● TEXT SECTION
Monday, April 17, 2006

The shape of a heart

I drove past the old house today. It's the house I grew up in; the one the 'Rents sold to us shortly after we got married.

I hadn't driven past it in three years. Not through trying, but because my daily life doesn't take me to that end of town any longer.

The Erstwhile Hub and the Erstwhile Best Buddy are living there, still. Shortly after I left, and she left, she moved back in.

It was a time I can't forget
Full of sorrow and regret
And the shape of a heart
And the shape of a heart

There were two things left that I cared about, the dog that I saved that I left behind, because it was better for him, and the rose bush that had grown as tall as the second-story windows when Mom and Dad bought the place.

Why did you paint the walls?
Why did you clean the floor?
Why did you plaster over the hole I punched in the door?
This is where we used to live.

I walked around to the back fence (stalking behavior, I know; email me if you're in a chastising mood) to see if the dogs were still there; I guess they'd been taken in for the night.

The rose bush is gone. Dug up, cut down, it doesn't matter. It's gone. All ten feet of it, each way, with blooms that used to come like clockwork in April and again in June and then sometimes in December if it was warm.

these things used to be mine
I guess they still are, I want them back

Now there's nothing that ties me there. For three years or more, I'd assumed that they'd keep the rose bush at least. In some weird sense, I'm free of the two of them, of all the badness that happened unexpectedly after an amicable divorce, when it turned out that he couldn't let go and she was determined to put herself in the right.

That's twelve years of my life you're talking about. Which isn't much, given a life expectancy of 107 years, but it's a lot to me now.

● PROMPT A
Show every line of the rows below that contains the string "trailer", matching case exactly.

[Coordinate annotation entries]
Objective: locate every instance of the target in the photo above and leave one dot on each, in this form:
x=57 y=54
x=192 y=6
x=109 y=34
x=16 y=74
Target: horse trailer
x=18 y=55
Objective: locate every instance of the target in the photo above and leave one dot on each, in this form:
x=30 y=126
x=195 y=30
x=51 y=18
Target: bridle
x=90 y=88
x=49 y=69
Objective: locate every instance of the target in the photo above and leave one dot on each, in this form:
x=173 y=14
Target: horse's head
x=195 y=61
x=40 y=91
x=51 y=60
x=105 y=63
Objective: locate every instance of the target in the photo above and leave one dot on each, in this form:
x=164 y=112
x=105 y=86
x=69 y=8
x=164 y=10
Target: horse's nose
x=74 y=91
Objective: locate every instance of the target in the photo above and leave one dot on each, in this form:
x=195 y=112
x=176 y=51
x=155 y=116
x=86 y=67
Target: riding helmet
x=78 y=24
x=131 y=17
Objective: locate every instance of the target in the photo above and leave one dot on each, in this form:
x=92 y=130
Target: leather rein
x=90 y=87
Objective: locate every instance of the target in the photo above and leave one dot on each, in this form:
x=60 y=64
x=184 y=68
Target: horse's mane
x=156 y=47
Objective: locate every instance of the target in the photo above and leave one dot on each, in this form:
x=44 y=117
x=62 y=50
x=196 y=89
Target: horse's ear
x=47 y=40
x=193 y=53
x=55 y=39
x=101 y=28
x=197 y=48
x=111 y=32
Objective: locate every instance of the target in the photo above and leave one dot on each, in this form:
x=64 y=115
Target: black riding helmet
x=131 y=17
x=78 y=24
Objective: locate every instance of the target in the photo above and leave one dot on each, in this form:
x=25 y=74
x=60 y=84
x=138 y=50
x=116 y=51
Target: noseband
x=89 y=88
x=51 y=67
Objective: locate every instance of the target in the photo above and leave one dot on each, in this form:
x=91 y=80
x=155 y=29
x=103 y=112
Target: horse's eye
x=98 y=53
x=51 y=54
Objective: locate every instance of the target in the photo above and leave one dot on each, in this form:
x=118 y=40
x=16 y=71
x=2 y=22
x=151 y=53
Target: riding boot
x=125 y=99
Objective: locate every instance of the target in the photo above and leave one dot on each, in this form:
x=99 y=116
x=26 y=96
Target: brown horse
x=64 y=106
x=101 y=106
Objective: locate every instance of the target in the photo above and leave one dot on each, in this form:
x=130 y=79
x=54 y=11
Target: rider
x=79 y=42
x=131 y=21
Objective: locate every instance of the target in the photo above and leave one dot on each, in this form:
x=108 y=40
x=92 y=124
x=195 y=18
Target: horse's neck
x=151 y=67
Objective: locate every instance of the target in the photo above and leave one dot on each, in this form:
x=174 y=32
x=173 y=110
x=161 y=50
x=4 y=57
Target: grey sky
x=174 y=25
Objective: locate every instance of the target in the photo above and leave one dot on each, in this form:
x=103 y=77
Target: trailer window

● PROMPT B
Repeat everything in the post about the old house from "It was a time" down to "bought the place.", word for word.

● OUTPUT A
Target: horse trailer
Target: trailer window

● OUTPUT B
It was a time I can't forget
Full of sorrow and regret
And the shape of a heart
And the shape of a heart

There were two things left that I cared about, the dog that I saved that I left behind, because it was better for him, and the rose bush that had grown as tall as the second-story windows when Mom and Dad bought the place.